--- Begin ---

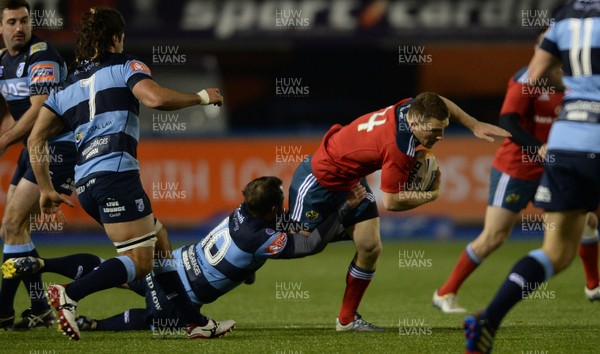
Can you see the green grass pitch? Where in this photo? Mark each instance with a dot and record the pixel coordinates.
(293, 304)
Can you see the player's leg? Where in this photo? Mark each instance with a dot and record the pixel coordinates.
(72, 266)
(561, 189)
(167, 279)
(17, 243)
(498, 225)
(360, 272)
(588, 251)
(507, 197)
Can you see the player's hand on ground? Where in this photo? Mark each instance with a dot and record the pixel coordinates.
(356, 195)
(436, 183)
(488, 131)
(215, 97)
(50, 202)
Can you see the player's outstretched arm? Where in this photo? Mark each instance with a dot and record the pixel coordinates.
(155, 96)
(299, 245)
(23, 126)
(406, 200)
(480, 129)
(47, 125)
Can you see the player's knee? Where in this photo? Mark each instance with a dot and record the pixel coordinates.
(12, 228)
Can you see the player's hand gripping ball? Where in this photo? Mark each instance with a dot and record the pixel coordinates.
(423, 172)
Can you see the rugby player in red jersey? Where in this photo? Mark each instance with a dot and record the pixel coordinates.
(383, 140)
(527, 113)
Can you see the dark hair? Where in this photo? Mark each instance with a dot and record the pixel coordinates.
(98, 26)
(13, 5)
(262, 194)
(429, 105)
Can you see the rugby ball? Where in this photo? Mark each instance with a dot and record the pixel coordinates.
(423, 171)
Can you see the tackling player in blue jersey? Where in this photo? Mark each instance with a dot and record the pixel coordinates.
(29, 69)
(100, 104)
(229, 255)
(569, 187)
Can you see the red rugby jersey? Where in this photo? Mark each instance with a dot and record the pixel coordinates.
(379, 140)
(538, 109)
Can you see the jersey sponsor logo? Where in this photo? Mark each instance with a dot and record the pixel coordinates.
(277, 245)
(38, 47)
(543, 195)
(41, 73)
(139, 203)
(312, 215)
(20, 69)
(139, 66)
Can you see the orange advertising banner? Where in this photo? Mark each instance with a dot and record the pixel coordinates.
(190, 181)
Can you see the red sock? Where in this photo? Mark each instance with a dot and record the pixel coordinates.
(357, 281)
(463, 268)
(589, 256)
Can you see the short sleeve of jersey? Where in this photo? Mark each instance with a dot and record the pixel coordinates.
(550, 42)
(274, 244)
(515, 101)
(52, 104)
(395, 170)
(135, 71)
(46, 69)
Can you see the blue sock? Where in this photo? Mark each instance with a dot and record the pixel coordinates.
(74, 266)
(130, 320)
(114, 272)
(170, 283)
(35, 288)
(9, 287)
(523, 279)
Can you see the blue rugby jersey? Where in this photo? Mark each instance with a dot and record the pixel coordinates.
(574, 38)
(36, 70)
(98, 105)
(237, 247)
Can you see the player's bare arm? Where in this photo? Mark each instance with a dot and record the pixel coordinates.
(480, 129)
(7, 120)
(23, 126)
(155, 96)
(406, 200)
(47, 126)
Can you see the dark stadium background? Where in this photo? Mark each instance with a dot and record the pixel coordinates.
(346, 54)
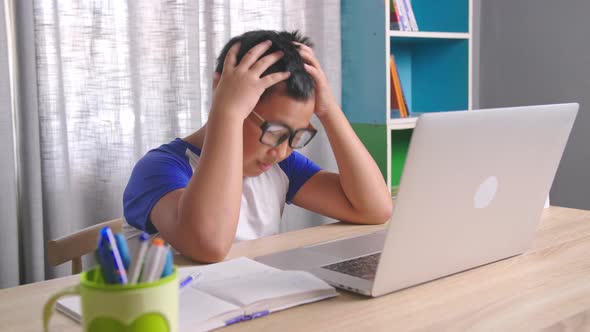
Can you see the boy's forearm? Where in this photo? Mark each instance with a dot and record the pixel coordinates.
(210, 205)
(360, 177)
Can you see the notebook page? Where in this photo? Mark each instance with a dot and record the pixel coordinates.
(234, 268)
(200, 311)
(267, 285)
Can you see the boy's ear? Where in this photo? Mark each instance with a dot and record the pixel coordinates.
(216, 78)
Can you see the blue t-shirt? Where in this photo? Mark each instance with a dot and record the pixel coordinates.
(171, 166)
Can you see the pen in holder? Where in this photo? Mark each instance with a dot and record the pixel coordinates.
(111, 301)
(143, 307)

--- End ---

[PROBLEM DESCRIPTION]
Return the listing above word for word, leaving out the pictures.

[THE SOLUTION]
Can you see the green grass pitch? Where in this photo? Mark each instance with a dot and record the pixel coordinates.
(293, 304)
Can you see the player's leg? Where in this photo? Mark each instance with a dot and record the pixel coordinates.
(72, 266)
(561, 189)
(167, 279)
(17, 243)
(498, 225)
(360, 272)
(588, 251)
(507, 197)
Can you see the player's hand on ground? Where in this photo? Mark each instance with a dot and record the pixel coordinates.
(356, 195)
(436, 183)
(488, 131)
(215, 97)
(50, 202)
Can you see the player's outstretched arm? Where in this photo? Mark each instance with a dot and record the pixel coordinates.
(155, 96)
(299, 245)
(23, 126)
(406, 200)
(480, 129)
(47, 125)
Can you see the player's knee? Where in this photo? Mark each instance with a dot and record the pixel coordinates.
(12, 228)
Can you see the player's hand gripping ball? Where in this photo? Mark each instance with a dot and record the pixel coordinates.
(423, 172)
Can you see the rugby player in red jersey? Where in this photo? Mark each instance with a dot and record the pixel coordinates.
(383, 140)
(527, 113)
Can you see the dark hair? Where in this photo? Mark each instance with a dot and record the pixel coordinates.
(98, 26)
(13, 5)
(262, 194)
(429, 105)
Can you see the rugby ball? Where in this photo? Mark each instance with a dot and record the pixel coordinates.
(423, 171)
Can you see the tackling player in blue jersey? Where in this photo? Mark each instance with a dot and record the pixel coordinates.
(29, 69)
(100, 104)
(229, 255)
(569, 187)
Can you see the red rugby jersey? Where in this photo? Mark each instance with a dot and record the pixel coordinates.
(379, 140)
(538, 109)
Can you see the jersey sponsor logo? Where in this photo? Mark each instance with a dot and record the pixel coordinates.
(277, 245)
(38, 47)
(543, 195)
(41, 73)
(139, 203)
(312, 215)
(20, 69)
(139, 66)
Can you see the orange advertising banner? Where in this photo? Mark each instance with a dot and record the pixel coordinates.
(190, 181)
Can you see the red sock? Where in this photo? Mark each instance with a dot and record the pixel coordinates.
(357, 281)
(463, 268)
(589, 256)
Can you see the short sleeve of jersey? Where in this photo? Mark each instance with a dot and record the pixel coordinates.
(550, 42)
(274, 244)
(515, 101)
(52, 104)
(395, 170)
(135, 71)
(46, 69)
Can you see the blue sock? Where in this photo? Mark each instance with a dot and record the pixel coordinates.
(74, 266)
(130, 320)
(114, 272)
(170, 283)
(35, 288)
(9, 287)
(523, 279)
Can you see the blue rugby jersey? Where in this photo? Mark each instance with a dot and record the pixel coordinates.
(574, 38)
(36, 70)
(98, 105)
(237, 247)
Can you see the player's bare arm? Where in this photo? Mark each instance with a dot and record the pixel coordinates.
(480, 129)
(7, 120)
(23, 126)
(155, 96)
(406, 200)
(47, 126)
Can you see the dark stadium background? Where in this photo? Mark each instance with a dot and record the pixel coordinates.
(346, 54)
Can you see the boy's forearm? Where in this photo? Mark each instance with a dot and record the pixel coordinates.
(210, 205)
(360, 177)
Can you see the notebook page? Where in this photo? Mark each instance with a dot and record the pixel coordinates.
(234, 268)
(200, 311)
(267, 285)
Can you see the boy's ear? Where in this photo? Mark each instance with a dot and record the pixel coordinates.
(216, 78)
Can you see the blue t-shirt? Where in this photo? Mark each instance with a dot and record the pixel coordinates.
(171, 166)
Can you see the pen in holder? Where in this photo? Mark each instance with a dot and record the pixel coordinates.
(111, 301)
(143, 307)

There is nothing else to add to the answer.